**Exercise goal**: Copy out word for word the part of the records that opens with the line containing "Each instance receives one point. Annotate the white dandelion" and closes with the line containing "[[226, 239], [74, 203]]". Include both of those lines.

— START Data supplied —

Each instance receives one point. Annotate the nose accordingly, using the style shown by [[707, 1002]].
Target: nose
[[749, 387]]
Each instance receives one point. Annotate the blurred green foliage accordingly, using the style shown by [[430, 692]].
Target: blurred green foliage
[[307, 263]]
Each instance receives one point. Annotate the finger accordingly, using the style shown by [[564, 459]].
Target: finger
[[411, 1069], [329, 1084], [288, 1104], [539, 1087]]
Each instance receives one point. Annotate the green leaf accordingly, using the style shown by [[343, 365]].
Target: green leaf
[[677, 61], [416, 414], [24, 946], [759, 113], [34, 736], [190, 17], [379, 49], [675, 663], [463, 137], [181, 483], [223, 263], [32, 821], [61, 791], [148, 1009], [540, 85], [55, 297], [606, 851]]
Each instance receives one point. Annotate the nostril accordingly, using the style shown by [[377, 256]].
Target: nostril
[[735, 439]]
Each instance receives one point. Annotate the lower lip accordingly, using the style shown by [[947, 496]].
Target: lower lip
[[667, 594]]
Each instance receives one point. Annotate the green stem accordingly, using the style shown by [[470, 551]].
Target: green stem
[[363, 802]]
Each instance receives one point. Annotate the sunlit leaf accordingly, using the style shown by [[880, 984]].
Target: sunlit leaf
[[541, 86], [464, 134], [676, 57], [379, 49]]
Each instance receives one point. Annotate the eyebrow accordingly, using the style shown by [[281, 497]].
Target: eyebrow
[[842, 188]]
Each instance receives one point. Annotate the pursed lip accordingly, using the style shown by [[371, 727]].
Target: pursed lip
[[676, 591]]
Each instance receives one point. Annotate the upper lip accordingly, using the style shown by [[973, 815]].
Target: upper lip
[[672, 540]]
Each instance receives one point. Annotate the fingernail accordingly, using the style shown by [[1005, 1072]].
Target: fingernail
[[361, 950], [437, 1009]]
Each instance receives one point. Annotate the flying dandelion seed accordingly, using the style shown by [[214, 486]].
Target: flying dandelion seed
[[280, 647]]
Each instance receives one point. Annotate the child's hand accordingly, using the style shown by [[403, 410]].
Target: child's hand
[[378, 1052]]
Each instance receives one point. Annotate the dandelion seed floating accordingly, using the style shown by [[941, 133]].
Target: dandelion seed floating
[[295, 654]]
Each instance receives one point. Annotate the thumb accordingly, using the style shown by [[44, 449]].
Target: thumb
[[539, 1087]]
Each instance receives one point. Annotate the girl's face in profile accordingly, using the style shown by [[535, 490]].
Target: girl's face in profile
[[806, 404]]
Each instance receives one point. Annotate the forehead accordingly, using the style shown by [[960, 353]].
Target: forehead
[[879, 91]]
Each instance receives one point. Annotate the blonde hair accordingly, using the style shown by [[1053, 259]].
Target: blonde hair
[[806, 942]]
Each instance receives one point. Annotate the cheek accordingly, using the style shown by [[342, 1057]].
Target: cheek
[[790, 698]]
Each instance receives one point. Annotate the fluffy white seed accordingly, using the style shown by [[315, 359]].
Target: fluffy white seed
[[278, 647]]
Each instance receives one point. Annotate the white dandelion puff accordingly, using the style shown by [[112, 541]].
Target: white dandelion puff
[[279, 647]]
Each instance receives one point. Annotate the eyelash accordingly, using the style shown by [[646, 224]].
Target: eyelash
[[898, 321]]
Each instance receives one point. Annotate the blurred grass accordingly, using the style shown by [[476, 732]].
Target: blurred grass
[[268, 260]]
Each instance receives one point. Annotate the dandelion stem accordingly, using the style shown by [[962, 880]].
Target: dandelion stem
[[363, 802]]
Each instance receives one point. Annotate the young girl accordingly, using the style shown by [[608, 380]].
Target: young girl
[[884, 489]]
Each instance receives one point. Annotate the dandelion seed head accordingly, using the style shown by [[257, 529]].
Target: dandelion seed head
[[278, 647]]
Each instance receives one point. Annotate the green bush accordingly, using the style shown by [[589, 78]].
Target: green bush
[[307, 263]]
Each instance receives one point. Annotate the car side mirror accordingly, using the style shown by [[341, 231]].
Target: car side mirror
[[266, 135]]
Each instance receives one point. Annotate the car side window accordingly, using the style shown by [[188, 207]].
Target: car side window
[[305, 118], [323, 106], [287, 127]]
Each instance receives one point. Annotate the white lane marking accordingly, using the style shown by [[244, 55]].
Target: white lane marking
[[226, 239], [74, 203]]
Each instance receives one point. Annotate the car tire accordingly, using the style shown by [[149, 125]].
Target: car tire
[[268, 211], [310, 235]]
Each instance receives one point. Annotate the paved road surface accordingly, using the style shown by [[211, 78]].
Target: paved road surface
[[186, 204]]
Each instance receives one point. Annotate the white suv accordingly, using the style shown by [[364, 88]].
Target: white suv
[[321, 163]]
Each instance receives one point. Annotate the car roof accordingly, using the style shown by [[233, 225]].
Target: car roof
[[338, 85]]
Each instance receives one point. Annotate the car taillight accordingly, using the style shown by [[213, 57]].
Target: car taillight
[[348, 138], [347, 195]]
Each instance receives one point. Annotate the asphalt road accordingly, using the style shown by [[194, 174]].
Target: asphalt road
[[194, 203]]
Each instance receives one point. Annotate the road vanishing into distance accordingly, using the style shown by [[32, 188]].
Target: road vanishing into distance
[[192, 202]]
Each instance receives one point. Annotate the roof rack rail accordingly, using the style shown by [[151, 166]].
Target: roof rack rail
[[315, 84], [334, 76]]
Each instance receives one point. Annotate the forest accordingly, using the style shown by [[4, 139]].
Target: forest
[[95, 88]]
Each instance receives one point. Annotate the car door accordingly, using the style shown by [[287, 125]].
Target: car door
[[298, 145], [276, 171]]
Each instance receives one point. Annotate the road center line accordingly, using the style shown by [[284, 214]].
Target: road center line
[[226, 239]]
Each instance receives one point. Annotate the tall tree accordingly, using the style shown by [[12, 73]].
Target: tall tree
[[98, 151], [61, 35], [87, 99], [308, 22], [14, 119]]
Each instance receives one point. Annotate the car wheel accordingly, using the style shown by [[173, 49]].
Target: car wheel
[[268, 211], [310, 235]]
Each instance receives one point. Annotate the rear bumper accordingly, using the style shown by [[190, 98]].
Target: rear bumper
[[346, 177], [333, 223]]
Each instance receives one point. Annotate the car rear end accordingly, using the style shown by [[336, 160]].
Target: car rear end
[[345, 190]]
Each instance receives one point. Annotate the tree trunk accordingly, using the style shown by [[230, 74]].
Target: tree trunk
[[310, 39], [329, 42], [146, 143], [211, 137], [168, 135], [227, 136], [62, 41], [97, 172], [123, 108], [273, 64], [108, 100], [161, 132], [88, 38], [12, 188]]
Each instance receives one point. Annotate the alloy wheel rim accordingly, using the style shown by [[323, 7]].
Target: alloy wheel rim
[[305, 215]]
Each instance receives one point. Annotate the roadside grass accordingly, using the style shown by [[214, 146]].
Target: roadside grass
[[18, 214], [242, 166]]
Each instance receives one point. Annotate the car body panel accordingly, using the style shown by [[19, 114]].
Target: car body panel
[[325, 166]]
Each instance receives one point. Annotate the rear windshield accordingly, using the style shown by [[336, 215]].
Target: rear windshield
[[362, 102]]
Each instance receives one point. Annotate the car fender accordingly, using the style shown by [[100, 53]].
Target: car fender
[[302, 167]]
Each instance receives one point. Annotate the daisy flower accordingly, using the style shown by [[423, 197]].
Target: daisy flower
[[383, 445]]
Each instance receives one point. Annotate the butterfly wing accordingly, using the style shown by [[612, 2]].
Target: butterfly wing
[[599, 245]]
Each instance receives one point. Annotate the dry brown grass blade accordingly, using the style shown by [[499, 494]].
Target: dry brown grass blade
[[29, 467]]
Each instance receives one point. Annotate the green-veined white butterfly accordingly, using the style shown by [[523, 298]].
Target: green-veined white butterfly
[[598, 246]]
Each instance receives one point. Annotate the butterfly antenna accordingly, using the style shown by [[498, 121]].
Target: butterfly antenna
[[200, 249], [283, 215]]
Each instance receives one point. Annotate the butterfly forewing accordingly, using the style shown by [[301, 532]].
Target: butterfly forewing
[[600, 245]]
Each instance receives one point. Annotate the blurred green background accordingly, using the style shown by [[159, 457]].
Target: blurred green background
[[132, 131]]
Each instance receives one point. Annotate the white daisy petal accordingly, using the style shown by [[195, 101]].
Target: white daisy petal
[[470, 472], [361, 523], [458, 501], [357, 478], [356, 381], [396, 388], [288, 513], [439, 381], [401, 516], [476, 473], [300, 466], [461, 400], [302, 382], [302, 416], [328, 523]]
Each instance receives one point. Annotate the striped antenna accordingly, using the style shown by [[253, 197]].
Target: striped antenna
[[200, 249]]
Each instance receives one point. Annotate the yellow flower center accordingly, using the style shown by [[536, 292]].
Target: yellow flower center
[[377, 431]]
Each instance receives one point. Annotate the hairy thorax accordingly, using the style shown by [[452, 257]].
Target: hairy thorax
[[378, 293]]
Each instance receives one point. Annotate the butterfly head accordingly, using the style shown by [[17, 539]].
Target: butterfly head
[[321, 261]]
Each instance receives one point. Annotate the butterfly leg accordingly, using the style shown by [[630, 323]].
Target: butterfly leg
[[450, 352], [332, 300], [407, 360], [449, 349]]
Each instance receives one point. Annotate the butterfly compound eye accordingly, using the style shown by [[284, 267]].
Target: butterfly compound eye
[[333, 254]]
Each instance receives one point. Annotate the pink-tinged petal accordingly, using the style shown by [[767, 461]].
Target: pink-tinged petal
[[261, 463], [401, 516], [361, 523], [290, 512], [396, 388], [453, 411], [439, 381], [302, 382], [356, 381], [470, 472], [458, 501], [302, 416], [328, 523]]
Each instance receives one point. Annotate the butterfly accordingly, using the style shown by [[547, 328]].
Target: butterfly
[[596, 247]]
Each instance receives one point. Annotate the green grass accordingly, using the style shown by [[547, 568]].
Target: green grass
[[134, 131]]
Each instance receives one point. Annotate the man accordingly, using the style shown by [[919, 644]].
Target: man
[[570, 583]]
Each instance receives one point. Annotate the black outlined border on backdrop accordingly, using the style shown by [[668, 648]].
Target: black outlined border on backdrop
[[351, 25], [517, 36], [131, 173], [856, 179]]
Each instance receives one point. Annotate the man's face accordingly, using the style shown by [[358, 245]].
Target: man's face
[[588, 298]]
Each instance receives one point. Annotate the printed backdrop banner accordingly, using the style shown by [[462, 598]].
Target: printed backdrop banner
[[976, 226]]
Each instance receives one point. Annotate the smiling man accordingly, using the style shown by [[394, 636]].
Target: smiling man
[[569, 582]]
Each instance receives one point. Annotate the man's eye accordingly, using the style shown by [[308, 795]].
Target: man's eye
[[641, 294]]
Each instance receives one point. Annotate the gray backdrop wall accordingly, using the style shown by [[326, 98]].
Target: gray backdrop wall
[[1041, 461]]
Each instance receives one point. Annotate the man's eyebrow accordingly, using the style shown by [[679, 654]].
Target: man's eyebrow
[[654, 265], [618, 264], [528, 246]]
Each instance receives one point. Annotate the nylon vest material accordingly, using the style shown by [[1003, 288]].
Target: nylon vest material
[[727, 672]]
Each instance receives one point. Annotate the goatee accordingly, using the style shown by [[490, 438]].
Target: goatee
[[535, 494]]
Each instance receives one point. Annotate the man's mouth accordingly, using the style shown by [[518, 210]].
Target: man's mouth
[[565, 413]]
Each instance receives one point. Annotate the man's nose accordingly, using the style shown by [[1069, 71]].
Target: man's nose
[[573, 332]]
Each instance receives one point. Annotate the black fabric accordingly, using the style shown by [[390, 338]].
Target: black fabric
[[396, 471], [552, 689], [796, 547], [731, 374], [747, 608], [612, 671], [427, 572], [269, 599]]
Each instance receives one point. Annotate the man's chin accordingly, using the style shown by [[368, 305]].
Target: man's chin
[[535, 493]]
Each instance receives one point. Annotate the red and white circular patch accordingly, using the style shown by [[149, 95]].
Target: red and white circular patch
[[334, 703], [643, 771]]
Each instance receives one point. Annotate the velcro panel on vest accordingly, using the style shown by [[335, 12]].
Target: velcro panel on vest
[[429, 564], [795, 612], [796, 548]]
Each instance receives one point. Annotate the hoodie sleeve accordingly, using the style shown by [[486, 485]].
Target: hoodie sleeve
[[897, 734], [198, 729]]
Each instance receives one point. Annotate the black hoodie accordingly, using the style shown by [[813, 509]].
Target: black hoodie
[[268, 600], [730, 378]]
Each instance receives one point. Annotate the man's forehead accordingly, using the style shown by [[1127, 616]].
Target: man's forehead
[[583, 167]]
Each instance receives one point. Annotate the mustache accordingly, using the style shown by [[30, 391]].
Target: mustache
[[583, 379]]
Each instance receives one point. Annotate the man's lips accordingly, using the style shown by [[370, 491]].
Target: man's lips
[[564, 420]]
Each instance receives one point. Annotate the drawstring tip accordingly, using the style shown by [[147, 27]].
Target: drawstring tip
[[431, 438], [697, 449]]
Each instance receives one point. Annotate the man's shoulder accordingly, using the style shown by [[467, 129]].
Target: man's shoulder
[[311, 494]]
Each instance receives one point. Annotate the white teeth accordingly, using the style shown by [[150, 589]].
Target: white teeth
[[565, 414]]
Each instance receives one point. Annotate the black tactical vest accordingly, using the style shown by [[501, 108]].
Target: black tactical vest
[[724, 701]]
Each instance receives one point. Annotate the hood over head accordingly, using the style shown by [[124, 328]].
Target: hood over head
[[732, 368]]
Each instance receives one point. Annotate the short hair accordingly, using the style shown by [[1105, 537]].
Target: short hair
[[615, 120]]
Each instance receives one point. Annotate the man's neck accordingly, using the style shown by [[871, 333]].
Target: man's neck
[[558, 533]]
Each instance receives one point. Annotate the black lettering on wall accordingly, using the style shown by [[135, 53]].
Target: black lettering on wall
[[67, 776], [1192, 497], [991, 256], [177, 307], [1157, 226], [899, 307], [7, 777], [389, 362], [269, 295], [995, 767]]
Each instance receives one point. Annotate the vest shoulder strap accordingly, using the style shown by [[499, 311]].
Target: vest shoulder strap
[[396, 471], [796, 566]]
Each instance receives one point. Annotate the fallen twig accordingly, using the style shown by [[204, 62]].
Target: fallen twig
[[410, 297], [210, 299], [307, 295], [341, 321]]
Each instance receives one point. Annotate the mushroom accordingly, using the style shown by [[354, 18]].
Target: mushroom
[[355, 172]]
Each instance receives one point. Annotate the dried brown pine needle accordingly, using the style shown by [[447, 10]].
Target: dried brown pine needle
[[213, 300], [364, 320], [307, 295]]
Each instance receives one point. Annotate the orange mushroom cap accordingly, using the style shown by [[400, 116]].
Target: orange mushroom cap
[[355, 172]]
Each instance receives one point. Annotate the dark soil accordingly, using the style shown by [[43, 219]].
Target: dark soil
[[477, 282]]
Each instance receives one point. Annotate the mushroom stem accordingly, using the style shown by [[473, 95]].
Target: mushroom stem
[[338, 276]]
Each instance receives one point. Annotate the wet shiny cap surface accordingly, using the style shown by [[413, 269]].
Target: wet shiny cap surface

— END Data supplied —

**Result of this exercise**:
Each instance receives one point. Annotate the white dandelion puff accordingly, using the style shown by [[112, 541]].
Target: white dandelion puff
[[279, 647]]
Each instance receives one point. Annotate the eyelash accordingly, using the style shown by [[646, 224]].
Target: eyelash
[[898, 321]]
Each instance receives one point. Annotate the blurred grass accordingly, using the style shown by [[476, 732]].
Target: blurred grass
[[268, 260]]
Each instance receives one point. Annotate the dandelion stem accordingly, using the style shown by [[962, 880]].
Target: dandelion stem
[[363, 802]]
Each instance receives one point. Annotate the young girl accordingly, using the style shown by [[608, 380]].
Target: young girl
[[884, 489]]
Each instance receives one point. Annotate the dandelion seed head accordingly, using the style shown by [[257, 529]].
Target: dandelion seed head
[[278, 647]]
Each instance receives one point. Annotate the green bush accordingly, using the style shown by [[589, 78]].
Target: green bush
[[307, 263]]
Each instance receives one point. Annotate the car side mirror accordingly, using the style shown by [[341, 231]].
Target: car side mirror
[[266, 135]]
Each instance receives one point. Annotate the car side window accordingly, using the style shown by [[188, 207]].
Target: car side window
[[305, 118], [323, 106], [287, 127]]
Each instance receives one point. Annotate the white lane marking accordingly, using the style shown by [[244, 55]].
Target: white lane marking
[[226, 239], [74, 203]]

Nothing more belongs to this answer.